About this task: Copying rule for the data below: pictures stay out, and only the lines from the one with "# test: point on every instance of the roof" down to the one with "# test: point on every instance of the road", inclusive, are repeated exactly.

Data for the task:
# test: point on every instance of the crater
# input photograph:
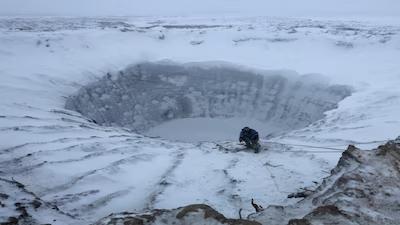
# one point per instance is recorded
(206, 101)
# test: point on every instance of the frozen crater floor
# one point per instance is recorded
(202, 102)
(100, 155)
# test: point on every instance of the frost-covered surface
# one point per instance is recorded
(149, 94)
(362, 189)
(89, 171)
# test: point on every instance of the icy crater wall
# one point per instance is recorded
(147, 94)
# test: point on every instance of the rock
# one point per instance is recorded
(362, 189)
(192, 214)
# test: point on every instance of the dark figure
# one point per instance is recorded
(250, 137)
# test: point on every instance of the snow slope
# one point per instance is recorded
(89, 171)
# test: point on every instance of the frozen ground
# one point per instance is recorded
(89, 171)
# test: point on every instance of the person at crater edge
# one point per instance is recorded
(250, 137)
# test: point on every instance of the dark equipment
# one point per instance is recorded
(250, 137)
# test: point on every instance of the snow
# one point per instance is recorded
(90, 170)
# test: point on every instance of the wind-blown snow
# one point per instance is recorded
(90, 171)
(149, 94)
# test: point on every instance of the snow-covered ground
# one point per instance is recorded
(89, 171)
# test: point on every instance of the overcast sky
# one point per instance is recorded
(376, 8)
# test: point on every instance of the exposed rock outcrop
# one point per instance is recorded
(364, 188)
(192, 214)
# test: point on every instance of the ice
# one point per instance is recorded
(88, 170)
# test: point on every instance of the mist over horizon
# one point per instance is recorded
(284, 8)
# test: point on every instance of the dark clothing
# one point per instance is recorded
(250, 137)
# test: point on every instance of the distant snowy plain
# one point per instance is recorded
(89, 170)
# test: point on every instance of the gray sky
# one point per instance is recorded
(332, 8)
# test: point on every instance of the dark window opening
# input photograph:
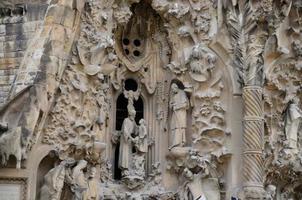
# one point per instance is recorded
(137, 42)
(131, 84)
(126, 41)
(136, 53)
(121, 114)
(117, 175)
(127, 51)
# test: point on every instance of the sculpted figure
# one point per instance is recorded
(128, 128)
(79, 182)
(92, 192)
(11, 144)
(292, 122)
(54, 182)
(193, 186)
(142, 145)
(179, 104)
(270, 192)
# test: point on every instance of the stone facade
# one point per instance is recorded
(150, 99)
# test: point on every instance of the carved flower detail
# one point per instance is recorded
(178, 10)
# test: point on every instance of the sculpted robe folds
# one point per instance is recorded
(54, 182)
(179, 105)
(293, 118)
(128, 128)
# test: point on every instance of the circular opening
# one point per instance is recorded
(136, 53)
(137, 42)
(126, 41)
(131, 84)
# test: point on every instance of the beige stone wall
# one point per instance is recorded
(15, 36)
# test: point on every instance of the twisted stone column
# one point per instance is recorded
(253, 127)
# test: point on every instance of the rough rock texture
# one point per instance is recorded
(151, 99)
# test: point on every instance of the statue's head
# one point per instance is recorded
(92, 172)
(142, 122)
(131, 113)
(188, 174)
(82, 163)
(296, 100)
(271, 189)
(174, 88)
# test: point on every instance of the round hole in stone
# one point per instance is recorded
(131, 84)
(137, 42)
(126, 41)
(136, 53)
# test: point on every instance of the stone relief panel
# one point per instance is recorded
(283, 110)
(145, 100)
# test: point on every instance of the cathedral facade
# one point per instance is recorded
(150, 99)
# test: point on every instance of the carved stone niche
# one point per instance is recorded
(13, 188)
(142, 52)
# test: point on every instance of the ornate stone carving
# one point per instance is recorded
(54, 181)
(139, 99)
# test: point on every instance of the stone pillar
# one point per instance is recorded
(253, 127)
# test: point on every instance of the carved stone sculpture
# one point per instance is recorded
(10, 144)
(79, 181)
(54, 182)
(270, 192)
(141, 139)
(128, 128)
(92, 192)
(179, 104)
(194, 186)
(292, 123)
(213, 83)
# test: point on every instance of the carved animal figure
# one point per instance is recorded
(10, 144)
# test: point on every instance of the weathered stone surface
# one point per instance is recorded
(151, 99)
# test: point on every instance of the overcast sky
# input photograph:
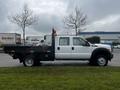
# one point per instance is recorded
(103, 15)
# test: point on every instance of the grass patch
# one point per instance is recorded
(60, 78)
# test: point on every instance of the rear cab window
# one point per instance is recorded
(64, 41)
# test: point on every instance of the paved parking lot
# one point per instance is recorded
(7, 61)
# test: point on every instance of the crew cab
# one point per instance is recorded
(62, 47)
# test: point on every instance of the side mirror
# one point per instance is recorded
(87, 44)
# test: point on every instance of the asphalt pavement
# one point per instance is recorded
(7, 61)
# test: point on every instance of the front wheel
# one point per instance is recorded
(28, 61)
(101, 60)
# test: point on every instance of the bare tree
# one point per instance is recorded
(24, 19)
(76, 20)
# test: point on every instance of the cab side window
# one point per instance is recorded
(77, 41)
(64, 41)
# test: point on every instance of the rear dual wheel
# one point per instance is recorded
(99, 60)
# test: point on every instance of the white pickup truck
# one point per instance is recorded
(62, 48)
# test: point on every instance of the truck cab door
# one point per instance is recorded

==

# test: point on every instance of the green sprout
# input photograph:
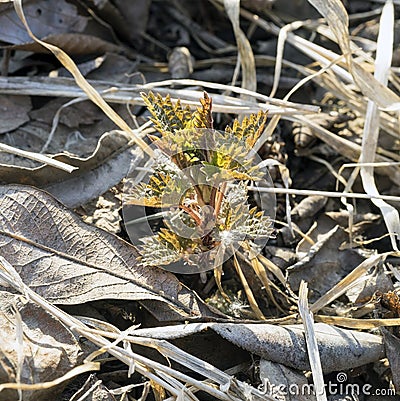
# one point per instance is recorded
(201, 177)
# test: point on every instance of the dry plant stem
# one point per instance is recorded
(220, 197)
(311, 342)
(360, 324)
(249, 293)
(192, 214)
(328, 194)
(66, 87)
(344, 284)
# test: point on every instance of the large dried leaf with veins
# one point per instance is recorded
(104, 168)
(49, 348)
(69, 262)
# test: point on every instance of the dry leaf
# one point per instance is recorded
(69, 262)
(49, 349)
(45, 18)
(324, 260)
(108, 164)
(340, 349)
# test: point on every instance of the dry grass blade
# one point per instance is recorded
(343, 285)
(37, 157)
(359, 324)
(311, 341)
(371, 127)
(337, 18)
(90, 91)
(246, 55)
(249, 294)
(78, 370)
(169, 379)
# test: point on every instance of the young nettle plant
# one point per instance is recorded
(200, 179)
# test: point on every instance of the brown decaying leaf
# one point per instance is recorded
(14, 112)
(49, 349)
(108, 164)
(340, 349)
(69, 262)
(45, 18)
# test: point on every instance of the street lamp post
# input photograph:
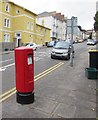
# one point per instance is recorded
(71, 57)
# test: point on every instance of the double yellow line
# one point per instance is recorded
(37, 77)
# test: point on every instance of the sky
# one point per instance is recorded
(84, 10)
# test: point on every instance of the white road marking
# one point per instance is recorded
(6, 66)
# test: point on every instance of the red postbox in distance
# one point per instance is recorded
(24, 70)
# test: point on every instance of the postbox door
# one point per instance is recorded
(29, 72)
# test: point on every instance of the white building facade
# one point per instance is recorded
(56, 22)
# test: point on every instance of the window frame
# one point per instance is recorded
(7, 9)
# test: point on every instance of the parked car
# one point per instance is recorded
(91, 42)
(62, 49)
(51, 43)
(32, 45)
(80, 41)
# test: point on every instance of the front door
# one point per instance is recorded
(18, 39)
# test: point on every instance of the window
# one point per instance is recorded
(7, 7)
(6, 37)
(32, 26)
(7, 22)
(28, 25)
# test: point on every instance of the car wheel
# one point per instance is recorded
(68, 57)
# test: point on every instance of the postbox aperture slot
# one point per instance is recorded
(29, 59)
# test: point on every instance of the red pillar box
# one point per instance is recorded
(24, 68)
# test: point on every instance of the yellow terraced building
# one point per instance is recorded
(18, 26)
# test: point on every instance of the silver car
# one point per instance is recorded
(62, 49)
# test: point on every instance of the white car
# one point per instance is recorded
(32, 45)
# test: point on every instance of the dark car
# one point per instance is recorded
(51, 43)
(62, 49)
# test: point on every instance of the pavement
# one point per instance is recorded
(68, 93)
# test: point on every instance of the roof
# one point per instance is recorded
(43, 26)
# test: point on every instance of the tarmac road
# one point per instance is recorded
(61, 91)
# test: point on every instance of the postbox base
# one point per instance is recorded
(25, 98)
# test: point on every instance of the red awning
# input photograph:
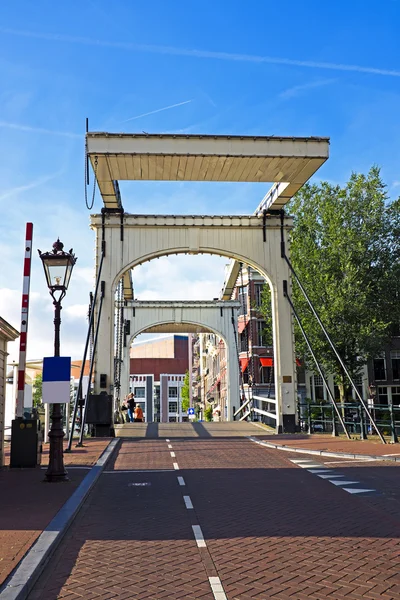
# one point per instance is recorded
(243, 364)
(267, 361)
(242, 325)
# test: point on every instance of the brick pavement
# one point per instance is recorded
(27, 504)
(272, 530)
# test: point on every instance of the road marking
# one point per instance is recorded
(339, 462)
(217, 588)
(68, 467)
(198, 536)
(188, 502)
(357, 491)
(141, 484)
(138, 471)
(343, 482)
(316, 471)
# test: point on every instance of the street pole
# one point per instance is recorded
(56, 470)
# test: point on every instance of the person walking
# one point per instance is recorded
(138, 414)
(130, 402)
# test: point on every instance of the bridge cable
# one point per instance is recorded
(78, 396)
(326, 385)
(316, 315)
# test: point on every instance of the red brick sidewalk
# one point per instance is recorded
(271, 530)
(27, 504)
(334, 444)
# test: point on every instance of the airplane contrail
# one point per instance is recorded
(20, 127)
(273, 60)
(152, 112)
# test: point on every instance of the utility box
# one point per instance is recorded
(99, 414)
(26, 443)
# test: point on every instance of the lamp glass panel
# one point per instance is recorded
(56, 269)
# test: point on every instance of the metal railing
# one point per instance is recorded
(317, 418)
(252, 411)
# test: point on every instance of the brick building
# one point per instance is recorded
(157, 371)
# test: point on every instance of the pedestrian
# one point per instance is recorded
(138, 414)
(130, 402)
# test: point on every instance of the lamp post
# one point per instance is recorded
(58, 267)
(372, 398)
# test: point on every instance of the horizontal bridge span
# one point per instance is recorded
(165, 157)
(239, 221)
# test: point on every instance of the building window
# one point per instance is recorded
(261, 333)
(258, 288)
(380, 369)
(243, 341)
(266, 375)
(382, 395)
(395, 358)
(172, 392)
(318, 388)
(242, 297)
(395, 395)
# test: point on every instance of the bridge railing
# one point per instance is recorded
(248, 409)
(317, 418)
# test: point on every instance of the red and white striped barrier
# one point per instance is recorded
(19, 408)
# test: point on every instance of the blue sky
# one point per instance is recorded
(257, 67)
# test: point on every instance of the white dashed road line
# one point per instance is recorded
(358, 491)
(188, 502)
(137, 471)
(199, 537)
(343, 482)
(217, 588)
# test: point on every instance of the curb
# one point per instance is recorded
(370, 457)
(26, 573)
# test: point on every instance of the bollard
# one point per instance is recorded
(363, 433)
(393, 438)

Answer area:
# test: point on every instance of the roof
# one point per instance is recorded
(43, 26)
# test: point on every instance of the tarmac road
# one point per instance is recorded
(61, 91)
# test: point on every instance of the postbox base
# one point per instance is recorded
(25, 98)
# test: point on every instance of the red awning
# input photograph:
# one point per instance is recorded
(243, 364)
(267, 361)
(242, 325)
# test: point on every instance of the brick pavement
# one point per instance is recorded
(27, 504)
(272, 530)
# test: point on every instance of the road marking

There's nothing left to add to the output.